WRITTEN INSTRUCTION: Render each line of the rows below as a JSON list of strings, one string per line, skipping blank lines and leaving out the pictures.

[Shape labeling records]
══════

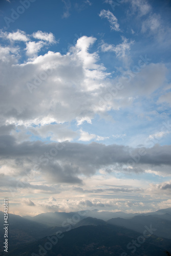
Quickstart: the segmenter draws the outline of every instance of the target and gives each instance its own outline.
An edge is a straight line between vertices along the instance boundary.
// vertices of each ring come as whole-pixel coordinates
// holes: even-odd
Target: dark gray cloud
[[[13,136],[4,135],[0,136],[0,153],[2,163],[15,168],[21,176],[35,169],[52,183],[81,184],[81,175],[91,176],[101,168],[106,168],[107,173],[110,167],[128,174],[154,168],[168,173],[171,165],[171,145],[157,144],[133,148],[96,142],[17,143]]]

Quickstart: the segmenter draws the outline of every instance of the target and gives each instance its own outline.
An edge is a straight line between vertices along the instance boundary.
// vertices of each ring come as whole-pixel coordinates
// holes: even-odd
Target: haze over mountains
[[[2,225],[3,221],[4,214],[0,211]],[[38,252],[39,245],[43,246],[49,242],[47,237],[52,237],[58,232],[62,234],[62,238],[58,239],[48,251],[48,255],[130,253],[127,244],[133,239],[142,237],[145,228],[149,237],[145,238],[143,244],[137,244],[141,248],[138,250],[137,245],[134,255],[160,256],[166,255],[165,250],[171,251],[170,208],[142,214],[98,210],[47,212],[33,217],[9,214],[9,255],[11,256],[30,255],[33,252],[35,253],[33,255],[43,255],[43,250],[42,254]],[[2,245],[2,229],[0,236]],[[3,250],[2,246],[1,250]]]

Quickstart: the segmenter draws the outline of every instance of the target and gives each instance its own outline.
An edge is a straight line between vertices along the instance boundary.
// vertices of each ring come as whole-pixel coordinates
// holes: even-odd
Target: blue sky
[[[13,213],[171,207],[170,11],[1,1],[1,191]]]

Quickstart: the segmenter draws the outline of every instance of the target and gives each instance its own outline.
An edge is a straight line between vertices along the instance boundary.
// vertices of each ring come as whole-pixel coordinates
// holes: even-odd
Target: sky
[[[1,0],[1,208],[171,207],[171,2]]]

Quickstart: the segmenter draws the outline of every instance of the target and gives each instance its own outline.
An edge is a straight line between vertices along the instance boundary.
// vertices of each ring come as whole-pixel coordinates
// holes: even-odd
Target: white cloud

══════

TASK RESULT:
[
  "Quickstart: the segmenter draws the outline of every instance of the target and gives each instance its own outline.",
  "An edge is a straight line between vertices along the instance boundary.",
  "// vertices of each ring come as whole-pixel coordinates",
  "// holes: even-odd",
  "Target: dark gray cloud",
  "[[[13,136],[4,135],[0,136],[0,153],[2,163],[15,168],[21,176],[35,169],[52,183],[81,184],[81,175],[91,176],[101,168],[106,168],[107,173],[110,167],[128,174],[154,168],[168,173],[171,165],[171,145],[157,144],[133,148],[96,142],[17,143]]]",
  "Quickstart: the segmenter draws the outline of every instance of the target and gives each instance its own outline.",
  "An edge is a straight line between vertices along the instance boundary.",
  "// vertices of each ring come as whole-pixel coordinates",
  "// holes: even-odd",
  "Target: haze over mountains",
  "[[[2,225],[3,221],[4,214],[0,211]],[[38,252],[39,245],[43,246],[49,242],[47,237],[52,237],[58,232],[62,234],[62,238],[58,239],[48,251],[48,255],[130,253],[127,244],[133,239],[142,237],[145,228],[149,237],[145,238],[143,244],[137,244],[141,248],[138,250],[137,245],[134,255],[160,256],[166,255],[165,250],[171,251],[170,208],[142,214],[98,210],[47,212],[33,217],[9,214],[9,255],[11,256],[30,255],[33,252],[35,253],[33,255],[43,255],[43,250],[42,254]],[[2,245],[2,229],[0,236]],[[3,250],[2,246],[1,250]]]",
  "Quickstart: the segmenter draws the outline of every instance of the target and gives each instance its own outline.",
  "An edge is a straight line between vertices along the instance boundary.",
  "// vertices of each ring come as whole-pixel coordinates",
  "// holes: even-odd",
  "Target: blue sky",
  "[[[13,213],[171,207],[170,11],[1,1],[1,191]]]",
  "Quickstart: the segmenter draws the outline of every instance of the target and gives each instance its own outline.",
  "An edge is a straight line between vertices along the instance boundary.",
  "// vertices of each ring come as whole-pixel coordinates",
  "// holes: even-odd",
  "Target: sky",
  "[[[1,0],[1,208],[171,207],[171,2]]]",
  "Quickstart: the segmenter draws the outline of every instance of the target and gives each instance its own outline.",
  "An edge is a straight line between vertices along the instance boundary.",
  "// vertices of each ring come as whole-pixel coordinates",
  "// holes: even-odd",
  "Target: white cloud"
]